What the task asks. Repeat the listing in full, exactly as it stands.

· · · · ·

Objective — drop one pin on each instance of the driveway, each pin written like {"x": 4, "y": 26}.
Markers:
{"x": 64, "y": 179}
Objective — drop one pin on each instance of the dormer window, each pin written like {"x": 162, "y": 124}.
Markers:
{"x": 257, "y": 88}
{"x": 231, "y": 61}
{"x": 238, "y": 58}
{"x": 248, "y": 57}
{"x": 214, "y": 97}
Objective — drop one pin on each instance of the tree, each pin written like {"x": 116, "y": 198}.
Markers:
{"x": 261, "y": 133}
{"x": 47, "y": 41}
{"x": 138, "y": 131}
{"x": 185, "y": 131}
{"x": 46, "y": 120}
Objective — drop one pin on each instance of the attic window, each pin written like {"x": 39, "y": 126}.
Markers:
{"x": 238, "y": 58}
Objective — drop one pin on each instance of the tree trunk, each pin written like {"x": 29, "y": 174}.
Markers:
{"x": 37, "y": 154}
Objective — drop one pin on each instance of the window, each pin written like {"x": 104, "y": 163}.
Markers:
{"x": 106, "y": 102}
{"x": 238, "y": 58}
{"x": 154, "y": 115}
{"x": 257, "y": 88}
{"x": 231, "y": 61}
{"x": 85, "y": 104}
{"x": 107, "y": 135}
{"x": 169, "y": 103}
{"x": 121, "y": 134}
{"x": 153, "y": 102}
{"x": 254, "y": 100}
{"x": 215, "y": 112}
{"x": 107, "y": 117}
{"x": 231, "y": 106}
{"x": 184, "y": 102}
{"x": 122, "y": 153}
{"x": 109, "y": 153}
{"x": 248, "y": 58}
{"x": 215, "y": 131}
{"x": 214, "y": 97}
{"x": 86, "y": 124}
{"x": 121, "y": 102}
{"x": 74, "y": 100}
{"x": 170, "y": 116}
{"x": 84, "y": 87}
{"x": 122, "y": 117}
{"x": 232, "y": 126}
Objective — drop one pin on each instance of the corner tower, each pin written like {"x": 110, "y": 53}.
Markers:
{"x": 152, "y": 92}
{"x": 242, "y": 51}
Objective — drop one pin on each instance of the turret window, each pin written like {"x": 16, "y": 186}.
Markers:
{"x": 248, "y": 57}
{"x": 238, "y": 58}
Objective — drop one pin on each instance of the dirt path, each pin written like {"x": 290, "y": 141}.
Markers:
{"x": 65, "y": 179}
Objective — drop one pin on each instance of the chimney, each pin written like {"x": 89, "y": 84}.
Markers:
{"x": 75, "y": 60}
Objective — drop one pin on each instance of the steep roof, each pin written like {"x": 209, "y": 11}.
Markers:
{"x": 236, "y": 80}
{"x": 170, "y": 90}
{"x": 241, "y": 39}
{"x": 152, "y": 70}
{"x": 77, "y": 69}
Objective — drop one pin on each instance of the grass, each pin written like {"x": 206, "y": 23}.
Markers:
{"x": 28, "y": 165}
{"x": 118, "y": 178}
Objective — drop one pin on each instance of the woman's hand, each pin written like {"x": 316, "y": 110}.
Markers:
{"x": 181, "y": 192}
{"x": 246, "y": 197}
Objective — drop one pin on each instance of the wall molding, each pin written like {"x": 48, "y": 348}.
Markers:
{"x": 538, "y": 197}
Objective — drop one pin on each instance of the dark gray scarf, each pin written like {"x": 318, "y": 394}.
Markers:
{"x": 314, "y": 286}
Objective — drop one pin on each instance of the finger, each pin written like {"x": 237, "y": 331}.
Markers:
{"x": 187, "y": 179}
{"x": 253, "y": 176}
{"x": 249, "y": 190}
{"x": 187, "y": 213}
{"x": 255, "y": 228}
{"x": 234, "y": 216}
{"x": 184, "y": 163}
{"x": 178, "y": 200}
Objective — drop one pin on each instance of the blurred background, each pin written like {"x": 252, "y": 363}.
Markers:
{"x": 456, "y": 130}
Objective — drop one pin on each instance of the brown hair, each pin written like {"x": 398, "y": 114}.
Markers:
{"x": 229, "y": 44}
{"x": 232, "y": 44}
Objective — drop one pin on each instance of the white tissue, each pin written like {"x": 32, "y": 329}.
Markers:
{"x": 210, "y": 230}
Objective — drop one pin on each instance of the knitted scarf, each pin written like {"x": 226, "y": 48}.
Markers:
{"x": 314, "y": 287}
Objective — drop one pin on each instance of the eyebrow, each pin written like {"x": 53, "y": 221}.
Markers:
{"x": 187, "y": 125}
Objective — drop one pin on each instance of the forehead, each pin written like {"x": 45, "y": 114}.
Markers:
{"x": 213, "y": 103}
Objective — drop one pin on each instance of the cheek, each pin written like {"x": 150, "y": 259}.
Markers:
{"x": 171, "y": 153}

· · · · ·

Exercise solution.
Objective — drop one pin on each instance of the driveway, each pin written like {"x": 4, "y": 26}.
Markers:
{"x": 64, "y": 179}
Objective — drop one pin on each instance of the dormer window, each pin written like {"x": 162, "y": 124}.
Markers:
{"x": 257, "y": 88}
{"x": 231, "y": 61}
{"x": 238, "y": 58}
{"x": 248, "y": 57}
{"x": 214, "y": 97}
Objective — drop one pin on each instance of the tree, each pin written like {"x": 116, "y": 198}.
Markers:
{"x": 261, "y": 133}
{"x": 47, "y": 41}
{"x": 138, "y": 131}
{"x": 185, "y": 131}
{"x": 46, "y": 120}
Objective — drop one pin on each instance of the attic window, each pin written like {"x": 39, "y": 126}.
Markers:
{"x": 238, "y": 58}
Objective — drop one pin on each instance of the tree trunk, each pin written like {"x": 29, "y": 174}.
Markers:
{"x": 37, "y": 154}
Objective — drop one pin on each instance of the window, each pin written like {"x": 104, "y": 163}.
Markers:
{"x": 106, "y": 102}
{"x": 238, "y": 58}
{"x": 154, "y": 115}
{"x": 257, "y": 88}
{"x": 231, "y": 61}
{"x": 85, "y": 104}
{"x": 107, "y": 135}
{"x": 169, "y": 103}
{"x": 121, "y": 134}
{"x": 153, "y": 102}
{"x": 254, "y": 100}
{"x": 215, "y": 112}
{"x": 107, "y": 117}
{"x": 231, "y": 106}
{"x": 184, "y": 102}
{"x": 122, "y": 153}
{"x": 109, "y": 153}
{"x": 248, "y": 58}
{"x": 215, "y": 131}
{"x": 214, "y": 97}
{"x": 86, "y": 124}
{"x": 121, "y": 102}
{"x": 74, "y": 100}
{"x": 170, "y": 116}
{"x": 84, "y": 87}
{"x": 122, "y": 117}
{"x": 232, "y": 126}
Objective — drop one pin on each instance of the corner tower, each pin written like {"x": 110, "y": 53}.
Markers:
{"x": 152, "y": 92}
{"x": 242, "y": 51}
Objective — drop one pin on each instance of the turret window, each pin written like {"x": 16, "y": 186}.
Markers:
{"x": 248, "y": 57}
{"x": 238, "y": 58}
Objective — drop one pin on each instance of the dirt path, each pin written like {"x": 290, "y": 141}.
Markers:
{"x": 65, "y": 179}
Objective — drop one pin on each instance of the chimney, each pin written like {"x": 89, "y": 84}.
Markers:
{"x": 75, "y": 60}
Objective — drop one pin on each instance of the steep roof, each pin written like {"x": 209, "y": 11}.
Markers:
{"x": 236, "y": 80}
{"x": 170, "y": 90}
{"x": 241, "y": 39}
{"x": 152, "y": 70}
{"x": 77, "y": 69}
Objective — drop one pin on each instance of the grass, each pin written like {"x": 206, "y": 23}.
Markers:
{"x": 28, "y": 165}
{"x": 118, "y": 178}
Objective — drop one pin on each instance of the woman's hand, each pin written like {"x": 316, "y": 110}.
Markers:
{"x": 181, "y": 192}
{"x": 246, "y": 197}
Objective — drop one pin on each instance of the wall molding, each pin written like {"x": 48, "y": 348}.
Markers:
{"x": 538, "y": 197}
Objective — drop one pin on each instance of the dark gray scarf, each pin written like {"x": 318, "y": 394}.
Markers:
{"x": 314, "y": 286}
Objective — drop one pin on each instance of the finger, each pin written like {"x": 237, "y": 331}.
Markers:
{"x": 187, "y": 179}
{"x": 253, "y": 176}
{"x": 249, "y": 190}
{"x": 187, "y": 213}
{"x": 255, "y": 228}
{"x": 234, "y": 216}
{"x": 184, "y": 163}
{"x": 178, "y": 200}
Objective — drop one pin on each instance of the blurred background, each pin written like {"x": 252, "y": 363}.
Markers:
{"x": 456, "y": 130}
Objective — drop one pin on each instance of the brown hair, each pin written like {"x": 398, "y": 114}.
Markers:
{"x": 229, "y": 44}
{"x": 232, "y": 44}
Objective — drop one pin on each instance of the white tissue, each pin written like {"x": 32, "y": 329}.
Markers:
{"x": 210, "y": 230}
Objective — drop one pin on each instance of the knitted scarf, each pin written like {"x": 226, "y": 48}.
Markers:
{"x": 314, "y": 287}
Objective — drop one pin on each instance of the eyebrow, each pin written like {"x": 53, "y": 221}.
Markers:
{"x": 187, "y": 125}
Objective — drop one pin on each instance of the forehead, each pin written like {"x": 45, "y": 114}.
Markers:
{"x": 213, "y": 103}
Objective — drop one pin on each instance of the cheek, each pin written like {"x": 150, "y": 259}.
Markers:
{"x": 171, "y": 153}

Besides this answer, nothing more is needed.